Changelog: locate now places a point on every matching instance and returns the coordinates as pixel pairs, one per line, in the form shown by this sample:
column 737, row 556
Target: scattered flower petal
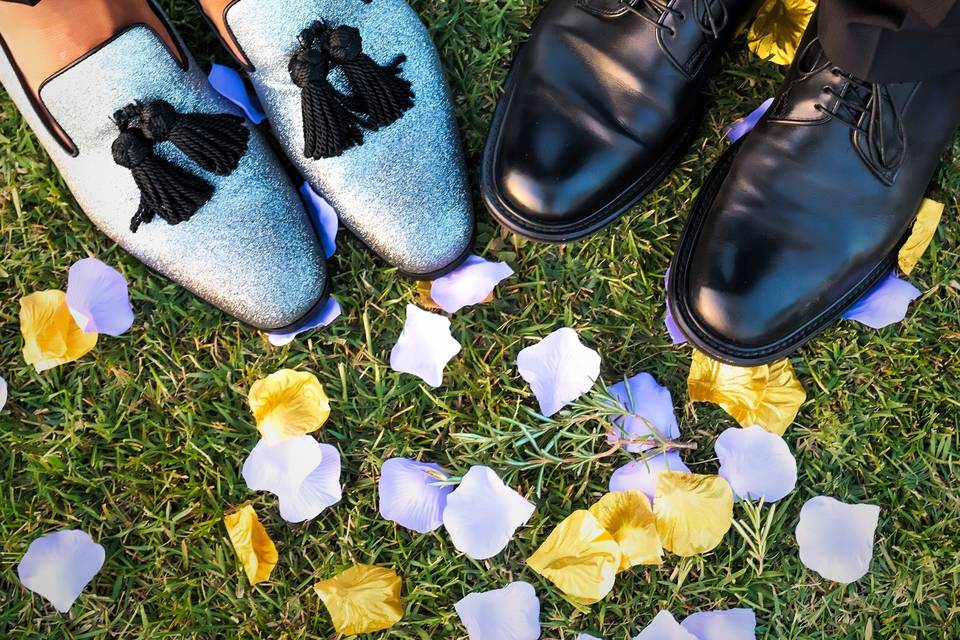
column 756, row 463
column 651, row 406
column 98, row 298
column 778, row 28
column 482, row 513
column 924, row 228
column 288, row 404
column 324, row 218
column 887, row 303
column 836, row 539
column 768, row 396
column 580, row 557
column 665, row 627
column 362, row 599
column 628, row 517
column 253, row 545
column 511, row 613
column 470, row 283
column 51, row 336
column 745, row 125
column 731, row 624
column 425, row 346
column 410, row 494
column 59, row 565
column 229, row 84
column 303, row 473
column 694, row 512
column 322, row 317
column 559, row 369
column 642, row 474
______
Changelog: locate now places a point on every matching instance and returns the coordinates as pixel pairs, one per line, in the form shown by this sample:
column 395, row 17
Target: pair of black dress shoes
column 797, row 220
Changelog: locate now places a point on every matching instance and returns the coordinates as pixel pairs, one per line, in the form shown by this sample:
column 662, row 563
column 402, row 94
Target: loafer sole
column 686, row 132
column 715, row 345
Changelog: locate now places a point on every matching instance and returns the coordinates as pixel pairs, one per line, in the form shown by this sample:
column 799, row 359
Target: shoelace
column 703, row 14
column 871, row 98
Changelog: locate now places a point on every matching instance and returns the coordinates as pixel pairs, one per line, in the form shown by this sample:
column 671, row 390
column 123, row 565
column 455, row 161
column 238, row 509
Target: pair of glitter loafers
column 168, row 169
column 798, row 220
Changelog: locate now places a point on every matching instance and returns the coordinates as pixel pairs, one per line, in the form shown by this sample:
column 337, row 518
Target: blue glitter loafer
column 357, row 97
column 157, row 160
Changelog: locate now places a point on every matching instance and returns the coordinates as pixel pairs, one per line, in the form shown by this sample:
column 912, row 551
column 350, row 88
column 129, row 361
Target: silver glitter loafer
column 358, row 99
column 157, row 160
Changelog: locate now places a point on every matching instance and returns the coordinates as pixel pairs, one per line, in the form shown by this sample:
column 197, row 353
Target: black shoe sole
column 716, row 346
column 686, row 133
______
> [Work to do]:
Please extract each line of the items above that contains the word "sole". Case matters.

> [The answer]:
Target: loafer sole
Target: black shoe sole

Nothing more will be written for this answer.